:: PROVIDED MATERIAL

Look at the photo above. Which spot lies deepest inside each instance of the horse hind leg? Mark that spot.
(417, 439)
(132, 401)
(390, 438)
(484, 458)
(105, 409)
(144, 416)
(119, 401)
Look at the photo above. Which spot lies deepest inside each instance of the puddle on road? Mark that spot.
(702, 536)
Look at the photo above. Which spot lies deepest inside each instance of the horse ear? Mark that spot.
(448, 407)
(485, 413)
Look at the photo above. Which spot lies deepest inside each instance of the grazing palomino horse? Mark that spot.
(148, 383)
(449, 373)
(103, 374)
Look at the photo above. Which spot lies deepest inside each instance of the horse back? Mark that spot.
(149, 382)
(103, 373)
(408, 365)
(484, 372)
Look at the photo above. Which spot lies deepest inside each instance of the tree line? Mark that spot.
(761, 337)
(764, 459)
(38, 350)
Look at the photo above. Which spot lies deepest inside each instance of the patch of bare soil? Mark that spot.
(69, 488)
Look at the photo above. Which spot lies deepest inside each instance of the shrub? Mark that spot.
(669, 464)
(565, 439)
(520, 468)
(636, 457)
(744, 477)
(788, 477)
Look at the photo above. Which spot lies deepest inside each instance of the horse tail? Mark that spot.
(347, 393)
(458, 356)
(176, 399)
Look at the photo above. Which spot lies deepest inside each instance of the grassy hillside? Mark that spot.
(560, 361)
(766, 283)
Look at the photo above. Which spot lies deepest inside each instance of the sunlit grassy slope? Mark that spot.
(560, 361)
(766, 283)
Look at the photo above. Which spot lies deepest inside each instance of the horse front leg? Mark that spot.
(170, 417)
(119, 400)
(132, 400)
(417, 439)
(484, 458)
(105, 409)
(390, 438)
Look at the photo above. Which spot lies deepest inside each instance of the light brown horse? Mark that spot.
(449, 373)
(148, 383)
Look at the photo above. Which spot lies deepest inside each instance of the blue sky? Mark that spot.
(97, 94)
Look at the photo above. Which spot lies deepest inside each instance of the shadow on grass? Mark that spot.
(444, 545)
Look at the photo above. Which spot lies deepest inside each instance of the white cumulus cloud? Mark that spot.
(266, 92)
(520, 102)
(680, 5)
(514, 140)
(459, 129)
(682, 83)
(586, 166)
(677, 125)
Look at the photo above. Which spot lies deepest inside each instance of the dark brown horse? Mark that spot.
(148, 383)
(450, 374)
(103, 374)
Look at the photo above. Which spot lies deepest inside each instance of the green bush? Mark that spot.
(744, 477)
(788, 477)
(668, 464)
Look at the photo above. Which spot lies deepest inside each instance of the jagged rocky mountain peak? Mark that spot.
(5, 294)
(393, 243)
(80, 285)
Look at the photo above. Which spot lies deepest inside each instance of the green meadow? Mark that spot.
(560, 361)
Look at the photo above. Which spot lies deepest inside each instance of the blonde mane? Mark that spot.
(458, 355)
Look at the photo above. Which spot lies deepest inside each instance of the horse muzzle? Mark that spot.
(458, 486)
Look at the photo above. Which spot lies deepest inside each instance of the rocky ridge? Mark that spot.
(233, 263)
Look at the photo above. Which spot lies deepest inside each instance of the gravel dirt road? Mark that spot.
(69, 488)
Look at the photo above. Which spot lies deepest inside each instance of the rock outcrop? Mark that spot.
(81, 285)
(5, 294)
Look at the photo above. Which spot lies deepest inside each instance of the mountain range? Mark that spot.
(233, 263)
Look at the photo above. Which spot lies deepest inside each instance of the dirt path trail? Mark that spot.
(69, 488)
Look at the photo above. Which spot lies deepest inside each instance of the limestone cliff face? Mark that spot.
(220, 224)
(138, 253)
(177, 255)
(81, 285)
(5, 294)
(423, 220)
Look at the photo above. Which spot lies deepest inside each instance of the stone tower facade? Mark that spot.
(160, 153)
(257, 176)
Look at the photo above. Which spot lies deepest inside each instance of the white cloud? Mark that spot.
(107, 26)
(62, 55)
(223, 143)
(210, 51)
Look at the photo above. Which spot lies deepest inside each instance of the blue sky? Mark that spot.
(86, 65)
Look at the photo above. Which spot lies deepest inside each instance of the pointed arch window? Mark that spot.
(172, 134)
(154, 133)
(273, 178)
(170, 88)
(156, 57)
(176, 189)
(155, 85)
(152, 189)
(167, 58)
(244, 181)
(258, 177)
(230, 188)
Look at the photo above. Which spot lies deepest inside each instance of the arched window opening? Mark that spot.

::::

## WHAT THE EXERCISE ASKS
Set down every line of the listing above again, exactly as given.

## EXERCISE SOLUTION
Look at the photo above. Which spot lies deepest inside each instance of the horse hind leg? Mark that spot.
(417, 439)
(132, 401)
(390, 438)
(484, 458)
(105, 409)
(144, 416)
(119, 401)
Look at the photo above. Which spot lies deepest inside each instance of the puddle on road? Mark that spot.
(702, 536)
Look at the photo above. Which spot lies deepest inside each instance of the horse ear? Mark that spot.
(448, 407)
(485, 413)
Look at the photo above. Which spot lies deepest inside each instance of the grazing palomino horse? Mark that spot.
(148, 383)
(449, 373)
(103, 374)
Look at the photo above. Which spot lies deepest inside each instance of the horse back? Mark that spot.
(149, 382)
(103, 373)
(408, 365)
(484, 372)
Look at the photo above. Which spot lies deepest inside each instance of the tree line? Mark that spot.
(761, 337)
(764, 459)
(38, 350)
Look at the photo above. Which spot lies deepest inside each instance of the patch of bare soil? Mark that spot.
(69, 488)
Look at the photo above. Which spot lies deepest inside each instance of the shrub? Mark that spot.
(669, 464)
(565, 439)
(520, 468)
(636, 457)
(744, 477)
(788, 477)
Look at the photo above. Which spot lies deepest inside each instance of the horse tail? Mark that spot.
(347, 393)
(458, 356)
(176, 399)
Look at the photo above. Which spot lies deepest inside each instance of the grassy hillside? Mark that spot.
(560, 361)
(766, 283)
Look at the photo above. Which spot lies deepest inside each instance of the sunlit grassy slope? Mark that spot.
(560, 361)
(766, 283)
Look at the photo above. Which spot lies deepest inside each instance of the horse front leg? Mark that spot.
(170, 417)
(119, 400)
(132, 400)
(417, 439)
(484, 458)
(105, 409)
(390, 438)
Look at the photo above. Which spot lies deepest inside each instance of the light brown horse? Mark that spot.
(449, 373)
(148, 383)
Look at the photo above. Which spot lies deepest inside each instance of the blue sky? Mark that spot.
(97, 94)
Look at the photo above. Which spot lies deepest inside each instance of the shadow on grass? Mark that spot.
(444, 545)
Look at the photo above. Which spot lies deepest inside each instance of the white cumulus cloud? Mark that spot.
(266, 92)
(520, 102)
(680, 5)
(514, 140)
(459, 129)
(682, 83)
(586, 166)
(677, 125)
Look at the photo above. Which spot lies deepest inside each instance of the dark brown horse? Mark that spot.
(148, 383)
(450, 374)
(103, 374)
Look at the photo above. Which spot lies deepest inside each instance of the green bush? Mark that spot.
(744, 477)
(788, 477)
(668, 464)
Look at the photo above. Which spot lies deepest inside each instance of the jagged rocky mountain peak? Mark that spot.
(5, 294)
(393, 243)
(80, 285)
Look at the photo above. Which spot lies deepest inside each instance of the green meadow? Mark that spot.
(560, 361)
Look at the photo above. Which spot lies deepest inside each instance of the blonde mane? Mark that spot.
(458, 355)
Look at the photo above. Which spot lies deepest inside each instance of the horse muzzle? Mark that spot.
(458, 486)
Look at the photo above. Which spot lies deepest inside each instance of the rocky ridge? Mark that spot.
(233, 263)
Look at the photo above. Which spot lies deepest inside each instance of the gravel dirt road? Mark that spot.
(69, 488)
Look at the photo above. Which spot lies deepest inside each instance of the rock outcrop? Mark that spot.
(81, 285)
(5, 294)
Look at the photo above. Which spot lies deepest inside each instance of the mountain range? Mark that spot.
(233, 263)
Look at the photo above. Which spot lies deepest inside each instance of the dirt path trail? Mark that spot.
(69, 488)
Look at the photo above. Which spot lies deepest inside each instance of the limestone cliff face? Mark that spot.
(220, 224)
(138, 253)
(177, 255)
(81, 285)
(5, 294)
(423, 220)
Look at the photo above. Which spot lies deepest inside each instance of the stone tower facade? Mark that spot.
(160, 153)
(257, 176)
Look at the photo above. Which spot lies deepest inside each instance of the white cloud? Mark that spot.
(107, 26)
(62, 55)
(223, 143)
(210, 51)
Look at the photo above. Which spot lies deepest inside each instance of the blue sky? Mark that spot.
(86, 65)
Look at the photo above. Which spot lies deepest inside each instance of the pointed arch window? Mark that spot.
(172, 134)
(154, 133)
(273, 178)
(170, 88)
(156, 57)
(176, 189)
(155, 85)
(152, 189)
(167, 58)
(244, 181)
(258, 177)
(230, 188)
Look at the photo above. Which spot lies deepest inside each instance of the arched window opening? Mark that spot.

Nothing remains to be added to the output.